# YOUR TASKS
A – In the passage on sleep hygiene, what does the term "sleep hygiene" refer to?
B – Quote from the passage on sleep hygiene word for word, beginning at "Good sleep is" and ending after "bad sleep hygiene?".
C – Continue the passage on sleep hygiene from its final line onward.

# PASSAGE PROVIDED
Good sleep is not always easy to come by. With continuously developing technology, our daily stresses, and competing priorities, it can be difficult for some to form and adopt good sleeping habits. But with sleep affecting our health at a holistic level, it’s important now more than ever to begin to develop – or hone in on – good sleep hygiene.

Though the term includes the word “hygiene,” sleep hygiene isn’t just related to the physical conditions of our rest. Rather, sleep hygiene refers to healthy behaviors, environmental factors, and habits we can adopt to help get better sleep. 

What defines bad sleep hygiene?

To understand good sleep hygiene, it’s important to recognize what is considered bad sleep hygiene, too. When we have subpar sleep hygiene, this is a form of insomnia caused by bad sleeping habits. When it comes time to sleep at night, plenty of factors can negatively affect our sleep, from our environment to our actions leading up to bedtime. 

Background noise, extreme temperatures, and uncomfortable bedroom furniture can make it more difficult to fall asleep — and stay asleep — at night. Having an irregular bedtime doesn’t help, nor does excessive napping at other times during the day. Even what we do with our bodies before bedtime affects our overall sleep hygiene. If we spend a lot of time in bed outside of our sleeping hours, live a non-active lifestyle, engage in stimulating activity or consume alcohol, caffeine, or fluids before bedtime, this can all build up to an inadequate night of sleep.

If you suffer from bad sleep hygiene, you will likely notice the effects in your day-to-day life, most often at bedtime. Bad sleep hygiene tends to make it difficult to fall asleep, causes sleep disturbances, and causes daytime sleepiness.

How can we maintain good sleep hygiene?

# RECORDED INFORMATION

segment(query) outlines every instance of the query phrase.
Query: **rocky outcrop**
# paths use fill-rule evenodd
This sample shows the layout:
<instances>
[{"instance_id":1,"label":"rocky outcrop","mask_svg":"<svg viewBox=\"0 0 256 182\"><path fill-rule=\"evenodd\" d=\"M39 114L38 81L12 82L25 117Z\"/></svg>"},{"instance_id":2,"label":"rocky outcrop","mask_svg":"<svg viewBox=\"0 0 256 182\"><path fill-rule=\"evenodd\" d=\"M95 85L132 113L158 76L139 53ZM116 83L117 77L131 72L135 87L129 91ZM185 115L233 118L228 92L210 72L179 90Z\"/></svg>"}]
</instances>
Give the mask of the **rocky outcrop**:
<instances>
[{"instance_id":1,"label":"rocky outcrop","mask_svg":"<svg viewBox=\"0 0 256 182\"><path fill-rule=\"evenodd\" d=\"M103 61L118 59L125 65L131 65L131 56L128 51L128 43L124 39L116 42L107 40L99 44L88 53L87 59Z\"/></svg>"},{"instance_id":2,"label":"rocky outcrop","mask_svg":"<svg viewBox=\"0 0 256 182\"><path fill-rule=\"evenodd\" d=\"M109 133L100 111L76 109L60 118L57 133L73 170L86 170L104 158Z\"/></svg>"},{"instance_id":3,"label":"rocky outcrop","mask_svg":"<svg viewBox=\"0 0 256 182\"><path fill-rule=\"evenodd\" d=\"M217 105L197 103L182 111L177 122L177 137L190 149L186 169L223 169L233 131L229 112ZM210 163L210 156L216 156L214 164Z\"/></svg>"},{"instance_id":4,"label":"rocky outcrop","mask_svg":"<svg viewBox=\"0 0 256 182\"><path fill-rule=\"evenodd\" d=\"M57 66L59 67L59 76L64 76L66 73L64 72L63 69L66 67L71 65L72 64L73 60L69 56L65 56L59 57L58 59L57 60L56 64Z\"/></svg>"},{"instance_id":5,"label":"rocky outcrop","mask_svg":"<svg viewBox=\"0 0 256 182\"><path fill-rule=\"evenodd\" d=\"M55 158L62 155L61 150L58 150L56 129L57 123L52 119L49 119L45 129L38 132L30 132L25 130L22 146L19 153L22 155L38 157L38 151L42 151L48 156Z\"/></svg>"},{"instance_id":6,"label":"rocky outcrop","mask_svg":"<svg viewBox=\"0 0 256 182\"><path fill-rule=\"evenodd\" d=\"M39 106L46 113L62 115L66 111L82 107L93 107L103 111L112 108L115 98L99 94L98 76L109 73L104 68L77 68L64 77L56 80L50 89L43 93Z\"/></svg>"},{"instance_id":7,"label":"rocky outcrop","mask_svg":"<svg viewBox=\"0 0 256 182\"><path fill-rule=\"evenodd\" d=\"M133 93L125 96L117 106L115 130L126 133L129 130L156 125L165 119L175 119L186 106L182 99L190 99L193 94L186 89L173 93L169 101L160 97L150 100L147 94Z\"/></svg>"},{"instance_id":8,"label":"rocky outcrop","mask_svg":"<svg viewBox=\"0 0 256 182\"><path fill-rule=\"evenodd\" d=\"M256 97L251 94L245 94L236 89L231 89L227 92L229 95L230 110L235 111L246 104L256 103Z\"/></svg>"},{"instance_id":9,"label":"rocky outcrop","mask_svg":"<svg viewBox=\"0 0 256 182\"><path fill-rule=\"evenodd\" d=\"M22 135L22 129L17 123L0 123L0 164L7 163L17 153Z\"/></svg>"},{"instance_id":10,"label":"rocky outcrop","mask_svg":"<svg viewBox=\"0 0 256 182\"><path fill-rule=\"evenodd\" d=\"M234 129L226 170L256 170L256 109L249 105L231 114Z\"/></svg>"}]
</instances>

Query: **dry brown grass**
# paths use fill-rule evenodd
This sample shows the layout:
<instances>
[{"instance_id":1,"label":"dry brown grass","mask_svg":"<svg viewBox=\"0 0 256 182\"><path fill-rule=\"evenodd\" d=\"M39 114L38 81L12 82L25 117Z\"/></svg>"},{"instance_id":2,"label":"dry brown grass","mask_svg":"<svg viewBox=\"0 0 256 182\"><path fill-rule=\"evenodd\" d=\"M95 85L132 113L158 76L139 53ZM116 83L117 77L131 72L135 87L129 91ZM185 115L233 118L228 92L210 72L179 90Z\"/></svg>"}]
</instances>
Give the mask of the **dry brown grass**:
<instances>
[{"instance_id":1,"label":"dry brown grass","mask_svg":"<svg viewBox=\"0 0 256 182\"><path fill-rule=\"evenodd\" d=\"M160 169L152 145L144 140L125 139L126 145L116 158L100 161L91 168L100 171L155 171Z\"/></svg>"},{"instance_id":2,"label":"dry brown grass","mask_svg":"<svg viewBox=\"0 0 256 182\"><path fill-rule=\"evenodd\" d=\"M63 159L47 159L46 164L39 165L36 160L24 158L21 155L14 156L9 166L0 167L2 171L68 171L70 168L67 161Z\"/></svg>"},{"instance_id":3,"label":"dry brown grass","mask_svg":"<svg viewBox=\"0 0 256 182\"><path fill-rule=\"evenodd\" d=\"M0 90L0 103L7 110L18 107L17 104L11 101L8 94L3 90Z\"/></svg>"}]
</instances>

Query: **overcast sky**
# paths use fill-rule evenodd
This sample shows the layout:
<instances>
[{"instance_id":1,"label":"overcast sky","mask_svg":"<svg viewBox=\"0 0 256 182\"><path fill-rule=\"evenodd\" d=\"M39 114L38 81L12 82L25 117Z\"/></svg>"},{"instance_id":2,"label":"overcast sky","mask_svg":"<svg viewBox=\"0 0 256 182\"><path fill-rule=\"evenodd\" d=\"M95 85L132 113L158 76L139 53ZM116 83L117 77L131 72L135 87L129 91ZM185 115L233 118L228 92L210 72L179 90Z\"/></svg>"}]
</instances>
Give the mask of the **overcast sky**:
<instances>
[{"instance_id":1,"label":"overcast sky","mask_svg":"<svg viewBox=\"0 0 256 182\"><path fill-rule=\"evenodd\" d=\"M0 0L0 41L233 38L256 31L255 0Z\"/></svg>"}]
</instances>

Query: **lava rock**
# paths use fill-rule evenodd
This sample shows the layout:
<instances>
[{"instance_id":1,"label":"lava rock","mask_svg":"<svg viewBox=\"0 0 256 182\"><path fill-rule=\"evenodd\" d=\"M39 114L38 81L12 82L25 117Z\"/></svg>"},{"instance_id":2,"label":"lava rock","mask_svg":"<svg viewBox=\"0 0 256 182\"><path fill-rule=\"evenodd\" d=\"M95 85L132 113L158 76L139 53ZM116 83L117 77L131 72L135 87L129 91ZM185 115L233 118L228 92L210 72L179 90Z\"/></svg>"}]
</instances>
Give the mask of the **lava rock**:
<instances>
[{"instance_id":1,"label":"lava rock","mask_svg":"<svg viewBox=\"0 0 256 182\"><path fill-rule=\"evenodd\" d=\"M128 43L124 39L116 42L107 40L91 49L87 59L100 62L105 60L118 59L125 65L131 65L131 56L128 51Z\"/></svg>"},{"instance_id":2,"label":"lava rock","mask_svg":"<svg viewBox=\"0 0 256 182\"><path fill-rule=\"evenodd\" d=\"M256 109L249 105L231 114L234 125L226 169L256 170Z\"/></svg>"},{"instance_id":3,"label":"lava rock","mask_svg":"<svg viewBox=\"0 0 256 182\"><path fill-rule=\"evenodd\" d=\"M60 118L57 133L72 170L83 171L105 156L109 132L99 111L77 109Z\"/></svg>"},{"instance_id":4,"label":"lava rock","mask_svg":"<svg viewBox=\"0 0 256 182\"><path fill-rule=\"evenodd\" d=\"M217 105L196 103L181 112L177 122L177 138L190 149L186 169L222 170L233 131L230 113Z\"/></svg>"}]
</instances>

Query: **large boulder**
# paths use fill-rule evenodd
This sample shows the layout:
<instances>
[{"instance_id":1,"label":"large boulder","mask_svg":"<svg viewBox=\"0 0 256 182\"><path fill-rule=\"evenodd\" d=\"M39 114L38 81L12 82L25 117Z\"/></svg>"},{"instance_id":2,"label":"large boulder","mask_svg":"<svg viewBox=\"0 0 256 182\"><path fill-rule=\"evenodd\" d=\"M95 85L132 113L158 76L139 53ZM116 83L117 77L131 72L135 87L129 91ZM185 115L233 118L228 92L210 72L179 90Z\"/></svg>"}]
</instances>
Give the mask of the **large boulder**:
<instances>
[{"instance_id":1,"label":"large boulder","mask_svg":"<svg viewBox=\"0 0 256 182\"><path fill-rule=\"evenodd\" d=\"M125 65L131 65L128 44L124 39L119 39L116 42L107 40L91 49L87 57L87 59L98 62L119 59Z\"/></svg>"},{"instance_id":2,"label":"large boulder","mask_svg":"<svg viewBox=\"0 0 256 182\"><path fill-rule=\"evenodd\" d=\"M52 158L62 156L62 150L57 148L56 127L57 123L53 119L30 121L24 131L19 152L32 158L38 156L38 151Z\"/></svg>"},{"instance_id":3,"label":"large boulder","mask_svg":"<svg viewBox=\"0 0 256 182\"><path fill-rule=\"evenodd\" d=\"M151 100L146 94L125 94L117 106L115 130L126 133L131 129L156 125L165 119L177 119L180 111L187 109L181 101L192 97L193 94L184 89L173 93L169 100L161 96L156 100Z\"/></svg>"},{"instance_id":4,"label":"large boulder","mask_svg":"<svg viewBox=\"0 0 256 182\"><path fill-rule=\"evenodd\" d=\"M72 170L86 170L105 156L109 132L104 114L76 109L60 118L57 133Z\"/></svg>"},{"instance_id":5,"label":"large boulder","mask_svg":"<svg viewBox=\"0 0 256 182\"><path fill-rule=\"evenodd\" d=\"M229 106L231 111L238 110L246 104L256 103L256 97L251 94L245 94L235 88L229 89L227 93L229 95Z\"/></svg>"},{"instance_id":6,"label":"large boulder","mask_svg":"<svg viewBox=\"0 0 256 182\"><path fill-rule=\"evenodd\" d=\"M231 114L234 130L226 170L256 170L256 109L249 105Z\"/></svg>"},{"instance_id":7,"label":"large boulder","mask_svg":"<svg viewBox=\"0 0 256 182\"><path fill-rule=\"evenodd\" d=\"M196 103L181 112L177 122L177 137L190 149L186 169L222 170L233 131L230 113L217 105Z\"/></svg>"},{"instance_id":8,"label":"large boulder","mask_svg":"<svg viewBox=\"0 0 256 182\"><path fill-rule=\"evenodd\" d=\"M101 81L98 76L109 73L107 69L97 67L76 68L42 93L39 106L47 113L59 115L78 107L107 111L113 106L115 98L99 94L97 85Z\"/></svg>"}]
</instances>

# TASK RESPONSES
A – It refers to healthy behaviors, environmental factors, and habits we can adopt to help get better sleep.

B –
Good sleep is not always easy to come by. With continuously developing technology, our daily stresses, and competing priorities, it can be difficult for some to form and adopt good sleeping habits. But with sleep affecting our health at a holistic level, it’s important now more than ever to begin to develop – or hone in on – good sleep hygiene.

Though the term includes the word “hygiene,” sleep hygiene isn’t just related to the physical conditions of our rest. Rather, sleep hygiene refers to healthy behaviors, environmental factors, and habits we can adopt to help get better sleep. 

What defines bad sleep hygiene?

C –
It’s no secret a good night’s sleep (at least 7 hours a night for adults) is essential for our mental and physical health. We need sleep to help our brain work properly, with studies showing a good night’s sleep can improve learning and problem-solving skills, aid in our attention and decision-making skills, and promote creativity. For our physical health, sleep allows our body to heal and repair blood vessels and the heart, supports healthy development and growth, boosts immunity, fights against germs, and decreases the risk of health problems, including heart disease, hypertension, stroke, and more.

Good sleep hygiene requires an optimal bedroom setup, curated daily habits, as well as a steady nighttime routine. For our bedrooms, it’s important to sleep on a comfortable mattress, pillow, and good quality bedding, try blocking out light using curtains or an eye mask and reduce audible disruptions by using a fan or white noise machine. 

Everything we do during the day can affect our night of sleep. Exposure to daylight helps drive our circadian rhythm, while physical activity can overall make it easier to sleep at night. When it comes to drinking and smoking, both can disrupt our sleep in different ways, with nicotine in cigarettes stimulating the body and interrupting sleep. It may be tempting to lie down in bed during the day to work or lounge, but it can negatively affect the link between being in bed and sleeping, so it’s best to leave the bed for sleep.

Forming a nighttime routine may be easier said than done, but it’s another important aspect of good sleep hygiene. Try to keep a consistent routine when possible, including brushing your teeth and putting on your pajamas to help remind your brain that it’s bedtime. Even though the concept of a “midnight snack” feels like a good idea at the time, it’s best to give your body ample time to digest your final meal of the day, whether that’s dinner, dessert, or a little snack. It’s important to also give yourself time to wind down before bed by reading or stretching, though it’s best to leave the screens away from your bed 30 to 60 minutes before you settle in. And if you habitually toss and turn, it’s best to get out of bed if you haven’t fallen asleep in 20 minutes and do a stretch, read, or another activity in the low light before trying to sleep again.